Category Archives: Objects

Churchill Mfg. 180mm RKP Trucks

I’m in the process of putting together a second longboard – there will be more posts about that in the next couple days, but I wanted to put up some detailed pictures of the Churchill Mfg. 180mm 50° Reverse Kingpin trucks, since there were none to be had when I went looking. The ineterwebs are all abuzz about how inexpensive and decent they are, but I couldn’t find any side-by-side comparisons with an established brand when shopping. To that end, there are some comparison shots with classic Paris 180mm 50° Reverse Kingpin trucks in the gallery. I’ll also note that they look an awful lot like Stealth Trucks without the raised sections on the triangle portion of the hanger.

Some notes from the pictures:

  • They ship with speed rings, which is both a nice touch and possibly important because the end of the hanger at the axle isn’t faced.

__Supplied material__
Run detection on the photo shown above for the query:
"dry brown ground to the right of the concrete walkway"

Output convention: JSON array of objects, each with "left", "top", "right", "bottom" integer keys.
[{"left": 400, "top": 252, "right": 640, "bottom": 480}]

__Tasks to complete__
**1)** Answer these questions from the Churchill trucks post.
(a) Which established brand's trucks appear in the comparison shots in the gallery?
(b) What other trucks does the writer say the Churchill trucks look like, and what difference is mentioned?
(c) What do the trucks ship with?
**2)** Write a continuation of the Churchill trucks post, picking up after its final sentence.
The data is separate from the Churchill trucks post.

__Task-by-task answers__
**1)**
(a) Paris 180mm 50° Reverse Kingpin trucks.
(b) Stealth Trucks, but without the raised sections on the triangle portion of the hanger.
(c) Speed rings.

**2)**
  • In fact, there is no sign of any post-casting machining whatsoever. The finish is pretty good for a casting, though – they may be sandblasted or tumbled or somesuch.
  • The Churchills are about 1/8″ higher than Paris’, but that may just be a difference of bushings. They look the same height in the pictures because the Paris’ are mounted on 1/8″ shock pads. The Churchills have the stock bushings in, and the Paris’ have 81a Venom standard barrels board-side and 85a Khiro barrels street-side (which should probably be the other way around).
  • The bushings they ship with are cherry red translucent 92a double-cones of unknown origin. They kind of remind me of the ones Paris’ come with, which likely means they will be replaced soon, but I’ll give them a ride before passing judgement.
  • The bushing seats are shallower but tighter than the Paris’, I’m not sure how that will translate when riding.
  • The kingpin is an absolutely standard carriage bolt, 3/8″ – 24tpi, 1/2″ hex head, 1″ threaded length, 2.75″ total length. I suspect it could be replaced from stock at a home improvement store.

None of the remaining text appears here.